Given a f with non-zero sum, we get a pmf by normalizing f by it's tsum

Equations

pmf.normalize f hf0 = ⟨λ (a : α), (f a) * (∑' (x : α), f x)⁻¹, _⟩

@[simp]

theorem pmf.normalize_apply {α : Type u_1} {f : α → ℝ≥0} (hf0 : tsum f ≠ 0) (a : α) :

⇑(pmf.normalize f hf0) a = (f a) * (∑' (x : α), f x)⁻¹

@[simp]

theorem pmf.support_normalize {α : Type u_1} {f : α → ℝ≥0} (hf0 : tsum f ≠ 0) :

(pmf.normalize f hf0).support = function.support f

theorem pmf.mem_support_normalize_iff {α : Type u_1} {f : α → ℝ≥0} (hf0 : tsum f ≠ 0) (a : α) :

a ∈ (pmf.normalize f hf0).support ↔ f a ≠ 0

noncomputable def pmf.filter {α : Type u_1} (p : pmf α) (s : set α) (h : ∃ (a : α) (H : a ∈ s), a ∈ p.support) :

pmf α

Create new pmf by filtering on a set with non-zero measure and normalizing

Equations

p.filter s h = pmf.normalize (s.indicator ⇑p) _

@[simp]

theorem pmf.filter_apply {α : Type u_1} {p : pmf α} {s : set α} (h : ∃ (a : α) (H : a ∈ s), a ∈ p.support) (a : α) :

⇑(p.filter s h) a = (s.indicator ⇑p a) * (∑' (a' : α), s.indicator ⇑p a')⁻¹

theorem pmf.filter_apply_eq_zero_of_not_mem {α : Type u_1} {p : pmf α} {s : set α} (h : ∃ (a : α) (H : a ∈ s), a ∈ p.support) {a : α} (ha : a ∉ s) :

⇑(p.filter s h) a = 0

@[simp]

theorem pmf.support_filter {α : Type u_1} {p : pmf α} {s : set α} (h : ∃ (a : α) (H : a ∈ s), a ∈ p.support) :

(p.filter s h).support = s ∩ p.support

theorem pmf.mem_support_filter_iff {α : Type u_1} {p : pmf α} {s : set α} (h : ∃ (a : α) (H : a ∈ s), a ∈ p.support) (a : α) :

a ∈ (p.filter s h).support ↔ a ∈ s ∧ a ∈ p.support

theorem pmf.filter_apply_eq_zero_iff {α : Type u_1} {p : pmf α} {s : set α} (h : ∃ (a : α) (H : a ∈ s), a ∈ p.support) (a : α) :

⇑(p.filter s h) a = 0 ↔ a ∉ s ∨ a ∉ p.support

theorem pmf.filter_apply_ne_zero_iff {α : Type u_1} {p : pmf α} {s : set α} (h : ∃ (a : α) (H : a ∈ s), a ∈ p.support) (a : α) :

⇑(p.filter s h) a ≠ 0 ↔ a ∈ s ∧ a ∈ p.support

noncomputable def pmf.bernoulli (p : ℝ≥0) (h : p ≤ 1) :

A pmf which assigns probability p to tt and 1 - p to ff.

**Recorded data:**

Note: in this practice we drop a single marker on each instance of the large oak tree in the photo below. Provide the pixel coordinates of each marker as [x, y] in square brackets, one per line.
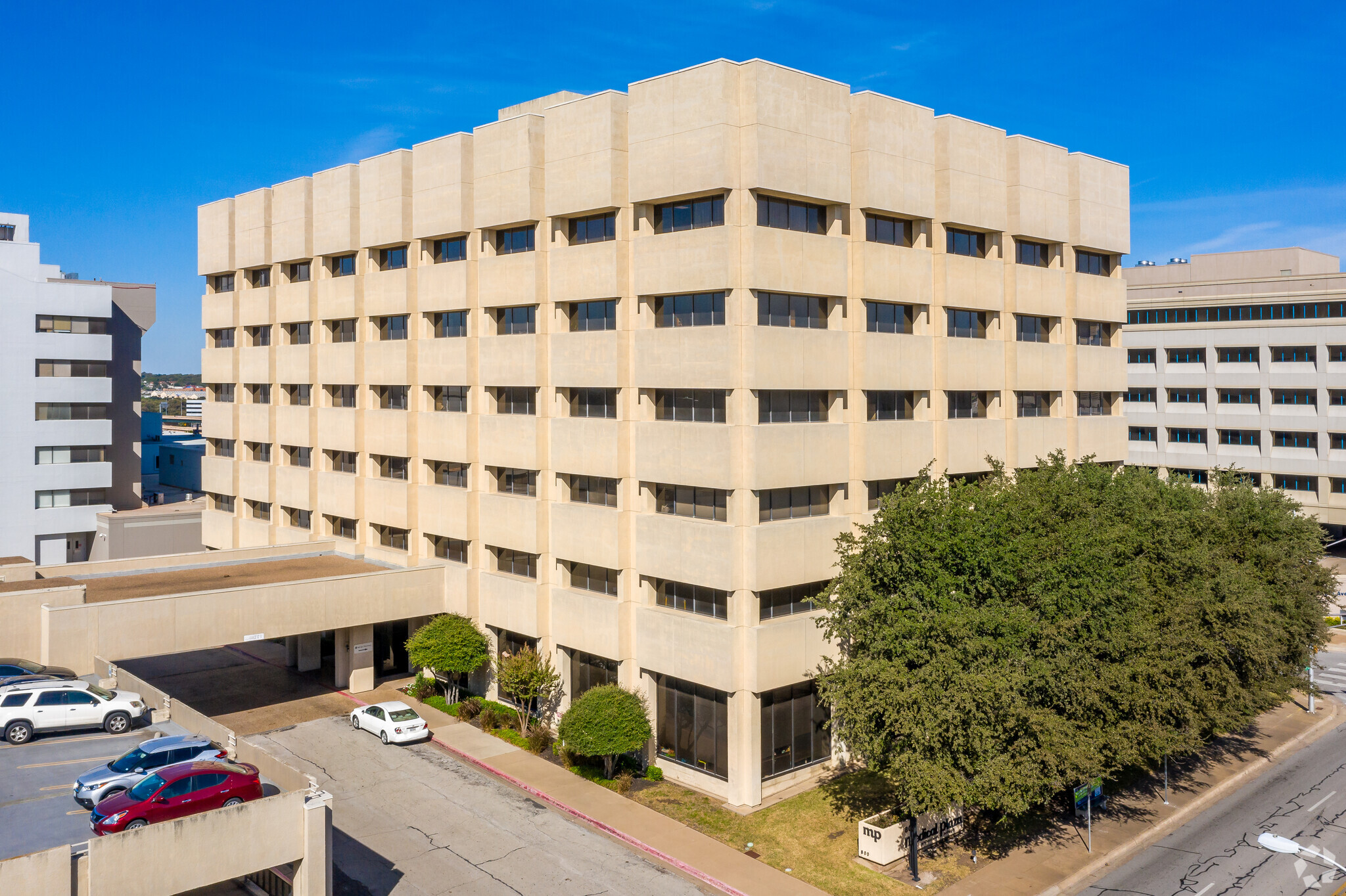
[1006, 639]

**Instructions:**
A – In the pmf documentation excerpt, what set is the support of p.filter s h equal to?
B – Continue the pmf documentation excerpt from its last line.
None of the data is needed here.

**Answer set:**
A – s ∩ p.support

B –
Equations

pmf.bernoulli p h = pmf.of_fintype (λ (b : bool), cond b p (1 - p)) _

@[simp]

theorem pmf.bernoulli_apply {p : ℝ≥0} (h : p ≤ 1) (b : bool) :

⇑(pmf.bernoulli p h) b = cond b p (1 - p)

@[simp]

theorem pmf.support_bernoulli {p : ℝ≥0} (h : p ≤ 1) :

(pmf.bernoulli p h).support = {b : bool | cond b (p ≠ 0) (p ≠ 1)}

theorem pmf.mem_support_bernoulli_iff {p : ℝ≥0} (h : p ≤ 1) (b : bool) :

b ∈ (pmf.bernoulli p h).support ↔ cond b (p ≠ 0) (p ≠ 1)